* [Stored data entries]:
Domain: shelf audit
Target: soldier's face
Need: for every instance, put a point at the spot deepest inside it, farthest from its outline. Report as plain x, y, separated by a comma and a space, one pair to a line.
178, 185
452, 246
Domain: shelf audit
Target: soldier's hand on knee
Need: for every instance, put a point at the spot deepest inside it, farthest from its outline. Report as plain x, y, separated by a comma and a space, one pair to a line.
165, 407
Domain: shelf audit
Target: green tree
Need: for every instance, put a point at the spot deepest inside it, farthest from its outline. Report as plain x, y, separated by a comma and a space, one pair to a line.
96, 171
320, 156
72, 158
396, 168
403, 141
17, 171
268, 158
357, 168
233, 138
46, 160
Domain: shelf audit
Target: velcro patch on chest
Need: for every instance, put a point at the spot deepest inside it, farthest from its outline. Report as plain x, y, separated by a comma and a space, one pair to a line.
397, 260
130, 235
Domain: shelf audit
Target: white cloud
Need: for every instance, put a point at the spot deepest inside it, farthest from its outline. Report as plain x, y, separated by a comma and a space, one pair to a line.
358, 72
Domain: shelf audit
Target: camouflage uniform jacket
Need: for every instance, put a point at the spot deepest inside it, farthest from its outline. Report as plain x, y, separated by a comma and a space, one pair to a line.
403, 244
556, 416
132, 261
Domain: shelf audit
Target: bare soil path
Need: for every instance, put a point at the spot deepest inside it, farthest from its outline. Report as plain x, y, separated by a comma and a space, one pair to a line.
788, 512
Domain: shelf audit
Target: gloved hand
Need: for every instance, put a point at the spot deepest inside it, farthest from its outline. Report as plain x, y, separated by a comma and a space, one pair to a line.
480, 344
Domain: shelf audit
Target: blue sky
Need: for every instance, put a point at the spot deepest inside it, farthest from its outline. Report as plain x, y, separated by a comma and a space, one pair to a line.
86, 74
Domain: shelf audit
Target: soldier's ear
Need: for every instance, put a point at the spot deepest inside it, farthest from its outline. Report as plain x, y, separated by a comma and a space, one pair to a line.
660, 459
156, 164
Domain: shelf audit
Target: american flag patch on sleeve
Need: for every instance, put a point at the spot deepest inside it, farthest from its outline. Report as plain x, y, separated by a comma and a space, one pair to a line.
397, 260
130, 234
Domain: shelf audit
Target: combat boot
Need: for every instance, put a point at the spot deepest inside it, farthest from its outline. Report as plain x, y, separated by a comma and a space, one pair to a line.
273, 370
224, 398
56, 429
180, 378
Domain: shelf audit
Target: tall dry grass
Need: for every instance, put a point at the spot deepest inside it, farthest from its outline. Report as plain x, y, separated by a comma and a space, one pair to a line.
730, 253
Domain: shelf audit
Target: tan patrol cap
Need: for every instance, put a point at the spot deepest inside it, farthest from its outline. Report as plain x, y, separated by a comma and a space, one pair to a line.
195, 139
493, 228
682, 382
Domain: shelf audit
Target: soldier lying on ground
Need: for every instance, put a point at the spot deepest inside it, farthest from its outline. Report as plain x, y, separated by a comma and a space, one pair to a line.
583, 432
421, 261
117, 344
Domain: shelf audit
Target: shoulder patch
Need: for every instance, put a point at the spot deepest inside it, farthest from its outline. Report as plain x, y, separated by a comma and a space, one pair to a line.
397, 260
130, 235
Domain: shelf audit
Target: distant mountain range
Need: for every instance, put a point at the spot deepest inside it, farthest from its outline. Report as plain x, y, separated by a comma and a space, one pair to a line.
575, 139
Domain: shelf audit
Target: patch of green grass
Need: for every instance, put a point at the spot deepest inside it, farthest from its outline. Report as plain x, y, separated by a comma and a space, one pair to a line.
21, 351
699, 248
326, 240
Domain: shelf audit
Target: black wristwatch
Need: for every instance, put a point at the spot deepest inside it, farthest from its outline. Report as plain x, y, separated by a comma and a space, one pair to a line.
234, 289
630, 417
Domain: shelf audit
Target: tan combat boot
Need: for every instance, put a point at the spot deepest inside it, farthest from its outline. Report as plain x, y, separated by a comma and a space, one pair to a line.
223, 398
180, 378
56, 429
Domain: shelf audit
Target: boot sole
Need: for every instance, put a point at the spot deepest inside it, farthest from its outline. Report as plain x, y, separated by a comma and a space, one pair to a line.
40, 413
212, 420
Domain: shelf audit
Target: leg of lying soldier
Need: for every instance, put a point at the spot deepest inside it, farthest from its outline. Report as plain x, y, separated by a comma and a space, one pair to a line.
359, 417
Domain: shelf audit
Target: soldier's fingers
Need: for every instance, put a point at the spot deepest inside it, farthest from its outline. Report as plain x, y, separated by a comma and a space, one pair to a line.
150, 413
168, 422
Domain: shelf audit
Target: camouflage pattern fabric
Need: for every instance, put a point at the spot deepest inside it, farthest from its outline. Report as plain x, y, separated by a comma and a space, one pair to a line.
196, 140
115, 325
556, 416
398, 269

* * *

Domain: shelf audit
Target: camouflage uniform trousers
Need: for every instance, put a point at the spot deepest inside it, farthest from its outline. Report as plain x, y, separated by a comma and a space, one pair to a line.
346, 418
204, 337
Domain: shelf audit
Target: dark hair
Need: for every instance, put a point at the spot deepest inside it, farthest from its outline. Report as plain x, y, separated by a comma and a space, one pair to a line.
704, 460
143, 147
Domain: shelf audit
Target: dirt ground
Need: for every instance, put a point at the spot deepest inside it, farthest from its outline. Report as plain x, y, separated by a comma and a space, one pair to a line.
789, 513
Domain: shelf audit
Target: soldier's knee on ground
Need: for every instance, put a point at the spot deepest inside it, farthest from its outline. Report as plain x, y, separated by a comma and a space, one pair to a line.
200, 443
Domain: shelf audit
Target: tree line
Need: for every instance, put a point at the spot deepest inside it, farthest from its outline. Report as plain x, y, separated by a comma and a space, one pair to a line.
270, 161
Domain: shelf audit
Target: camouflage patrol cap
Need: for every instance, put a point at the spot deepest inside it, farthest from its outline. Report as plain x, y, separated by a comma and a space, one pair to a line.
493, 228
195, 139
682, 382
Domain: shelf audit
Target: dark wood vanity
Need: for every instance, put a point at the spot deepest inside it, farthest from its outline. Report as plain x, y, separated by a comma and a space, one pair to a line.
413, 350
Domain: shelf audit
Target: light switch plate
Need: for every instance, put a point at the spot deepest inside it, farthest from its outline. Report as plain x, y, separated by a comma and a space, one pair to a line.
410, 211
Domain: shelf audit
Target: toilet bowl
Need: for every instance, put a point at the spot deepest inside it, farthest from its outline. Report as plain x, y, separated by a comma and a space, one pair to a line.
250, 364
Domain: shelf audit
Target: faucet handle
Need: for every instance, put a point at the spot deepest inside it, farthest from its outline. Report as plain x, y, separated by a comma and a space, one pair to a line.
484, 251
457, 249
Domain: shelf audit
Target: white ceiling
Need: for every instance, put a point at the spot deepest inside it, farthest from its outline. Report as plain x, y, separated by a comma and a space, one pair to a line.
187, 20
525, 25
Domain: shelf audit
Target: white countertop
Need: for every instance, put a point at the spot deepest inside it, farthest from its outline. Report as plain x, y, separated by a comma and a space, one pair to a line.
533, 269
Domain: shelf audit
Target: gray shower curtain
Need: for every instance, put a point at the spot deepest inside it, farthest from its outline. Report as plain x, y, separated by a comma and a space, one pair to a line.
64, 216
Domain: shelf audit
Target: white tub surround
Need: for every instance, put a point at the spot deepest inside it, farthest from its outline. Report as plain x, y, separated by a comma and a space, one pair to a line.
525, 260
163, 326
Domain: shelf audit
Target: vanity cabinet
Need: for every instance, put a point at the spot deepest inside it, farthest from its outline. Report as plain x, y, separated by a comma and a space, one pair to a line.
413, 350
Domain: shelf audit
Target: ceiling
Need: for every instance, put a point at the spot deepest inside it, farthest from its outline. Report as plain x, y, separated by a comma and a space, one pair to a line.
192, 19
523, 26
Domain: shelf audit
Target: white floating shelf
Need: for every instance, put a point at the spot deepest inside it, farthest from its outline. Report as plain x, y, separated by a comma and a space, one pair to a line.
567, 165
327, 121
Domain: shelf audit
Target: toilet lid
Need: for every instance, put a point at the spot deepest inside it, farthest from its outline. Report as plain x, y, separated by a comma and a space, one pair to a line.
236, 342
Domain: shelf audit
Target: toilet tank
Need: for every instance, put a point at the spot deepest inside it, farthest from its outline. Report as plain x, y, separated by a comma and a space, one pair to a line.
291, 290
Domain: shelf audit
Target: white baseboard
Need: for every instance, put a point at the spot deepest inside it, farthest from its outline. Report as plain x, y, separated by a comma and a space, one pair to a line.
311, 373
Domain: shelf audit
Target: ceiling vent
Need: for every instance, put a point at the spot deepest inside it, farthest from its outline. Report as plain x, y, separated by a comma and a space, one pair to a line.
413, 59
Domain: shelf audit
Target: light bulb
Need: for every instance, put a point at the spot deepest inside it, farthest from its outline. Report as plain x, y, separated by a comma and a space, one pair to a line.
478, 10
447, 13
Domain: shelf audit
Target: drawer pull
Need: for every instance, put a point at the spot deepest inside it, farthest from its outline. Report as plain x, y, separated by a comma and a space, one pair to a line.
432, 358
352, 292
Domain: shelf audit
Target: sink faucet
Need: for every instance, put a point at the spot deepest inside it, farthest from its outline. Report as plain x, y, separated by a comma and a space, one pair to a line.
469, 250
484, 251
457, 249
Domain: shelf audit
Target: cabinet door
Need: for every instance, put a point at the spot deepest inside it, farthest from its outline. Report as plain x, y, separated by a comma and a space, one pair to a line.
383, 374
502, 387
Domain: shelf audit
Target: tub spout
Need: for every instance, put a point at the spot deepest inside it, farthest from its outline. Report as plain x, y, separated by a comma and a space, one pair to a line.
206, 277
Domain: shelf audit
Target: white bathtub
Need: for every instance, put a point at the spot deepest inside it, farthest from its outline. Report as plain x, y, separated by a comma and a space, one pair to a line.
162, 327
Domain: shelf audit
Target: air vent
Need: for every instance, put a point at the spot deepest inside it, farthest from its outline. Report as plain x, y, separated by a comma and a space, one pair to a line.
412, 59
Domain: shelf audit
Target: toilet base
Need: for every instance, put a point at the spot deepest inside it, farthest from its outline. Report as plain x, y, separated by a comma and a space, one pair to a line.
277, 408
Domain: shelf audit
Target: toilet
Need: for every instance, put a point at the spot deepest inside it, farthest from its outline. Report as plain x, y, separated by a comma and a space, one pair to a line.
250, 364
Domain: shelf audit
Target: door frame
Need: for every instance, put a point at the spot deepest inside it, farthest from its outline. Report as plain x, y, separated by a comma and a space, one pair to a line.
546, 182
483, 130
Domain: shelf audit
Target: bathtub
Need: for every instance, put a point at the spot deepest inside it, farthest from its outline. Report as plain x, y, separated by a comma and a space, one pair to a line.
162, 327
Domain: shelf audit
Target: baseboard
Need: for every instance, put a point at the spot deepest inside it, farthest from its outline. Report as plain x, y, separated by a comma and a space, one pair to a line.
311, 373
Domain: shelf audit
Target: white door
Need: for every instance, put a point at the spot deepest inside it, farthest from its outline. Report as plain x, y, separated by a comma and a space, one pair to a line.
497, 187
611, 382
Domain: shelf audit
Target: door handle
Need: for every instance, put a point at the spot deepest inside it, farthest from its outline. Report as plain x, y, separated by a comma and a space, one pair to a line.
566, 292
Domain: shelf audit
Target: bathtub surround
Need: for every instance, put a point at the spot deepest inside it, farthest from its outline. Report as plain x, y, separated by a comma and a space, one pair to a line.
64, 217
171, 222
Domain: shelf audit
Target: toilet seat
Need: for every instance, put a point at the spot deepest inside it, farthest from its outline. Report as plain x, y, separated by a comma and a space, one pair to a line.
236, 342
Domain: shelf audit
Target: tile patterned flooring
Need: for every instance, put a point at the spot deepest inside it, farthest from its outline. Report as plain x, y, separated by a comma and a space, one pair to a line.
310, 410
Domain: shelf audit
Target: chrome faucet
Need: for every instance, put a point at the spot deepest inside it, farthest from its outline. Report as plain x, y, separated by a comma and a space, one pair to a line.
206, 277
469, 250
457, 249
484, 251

---

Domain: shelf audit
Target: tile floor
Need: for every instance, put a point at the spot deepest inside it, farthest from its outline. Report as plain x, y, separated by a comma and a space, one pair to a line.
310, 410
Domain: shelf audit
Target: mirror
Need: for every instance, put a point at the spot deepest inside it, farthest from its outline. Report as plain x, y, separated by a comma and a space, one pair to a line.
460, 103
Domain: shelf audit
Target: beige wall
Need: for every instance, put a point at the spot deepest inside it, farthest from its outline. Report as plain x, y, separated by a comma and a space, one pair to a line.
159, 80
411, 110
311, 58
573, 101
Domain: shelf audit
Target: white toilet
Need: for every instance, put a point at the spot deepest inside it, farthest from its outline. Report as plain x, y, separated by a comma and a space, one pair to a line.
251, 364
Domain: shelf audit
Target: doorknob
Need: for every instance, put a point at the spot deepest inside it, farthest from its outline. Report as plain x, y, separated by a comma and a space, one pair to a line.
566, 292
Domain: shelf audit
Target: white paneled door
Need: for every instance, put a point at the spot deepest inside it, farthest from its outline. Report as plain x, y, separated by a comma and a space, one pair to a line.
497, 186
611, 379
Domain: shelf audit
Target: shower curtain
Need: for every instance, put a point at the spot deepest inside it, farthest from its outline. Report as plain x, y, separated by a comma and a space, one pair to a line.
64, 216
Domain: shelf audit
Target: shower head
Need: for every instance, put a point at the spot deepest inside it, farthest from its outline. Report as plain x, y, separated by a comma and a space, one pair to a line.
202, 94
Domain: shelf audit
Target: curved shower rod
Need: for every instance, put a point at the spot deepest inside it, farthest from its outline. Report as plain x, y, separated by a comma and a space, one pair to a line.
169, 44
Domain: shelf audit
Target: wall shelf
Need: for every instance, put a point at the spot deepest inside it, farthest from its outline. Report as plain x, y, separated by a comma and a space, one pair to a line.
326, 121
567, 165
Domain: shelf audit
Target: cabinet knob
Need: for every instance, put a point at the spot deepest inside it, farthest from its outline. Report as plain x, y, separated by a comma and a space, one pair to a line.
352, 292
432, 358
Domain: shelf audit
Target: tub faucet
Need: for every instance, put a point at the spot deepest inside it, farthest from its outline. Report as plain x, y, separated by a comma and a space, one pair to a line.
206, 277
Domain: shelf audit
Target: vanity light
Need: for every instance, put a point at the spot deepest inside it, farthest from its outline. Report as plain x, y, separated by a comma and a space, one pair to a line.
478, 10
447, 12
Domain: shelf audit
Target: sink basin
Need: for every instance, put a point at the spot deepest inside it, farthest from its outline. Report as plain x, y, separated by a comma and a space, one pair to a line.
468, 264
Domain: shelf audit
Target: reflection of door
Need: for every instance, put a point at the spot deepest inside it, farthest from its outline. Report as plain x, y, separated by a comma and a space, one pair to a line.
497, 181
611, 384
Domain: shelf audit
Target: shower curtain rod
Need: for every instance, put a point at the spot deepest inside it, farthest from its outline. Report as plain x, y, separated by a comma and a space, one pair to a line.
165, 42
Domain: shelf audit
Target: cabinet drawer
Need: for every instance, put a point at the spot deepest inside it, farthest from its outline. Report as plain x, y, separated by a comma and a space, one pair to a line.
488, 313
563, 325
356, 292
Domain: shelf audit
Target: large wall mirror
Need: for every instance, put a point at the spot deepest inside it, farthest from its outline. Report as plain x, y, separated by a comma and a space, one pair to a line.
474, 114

* [JOB]: List every line of the items that contains the word "combat", with case counting.

* [RESULT FOR THIS EXERCISE]:
Target: combat boot
Target: tan combat boot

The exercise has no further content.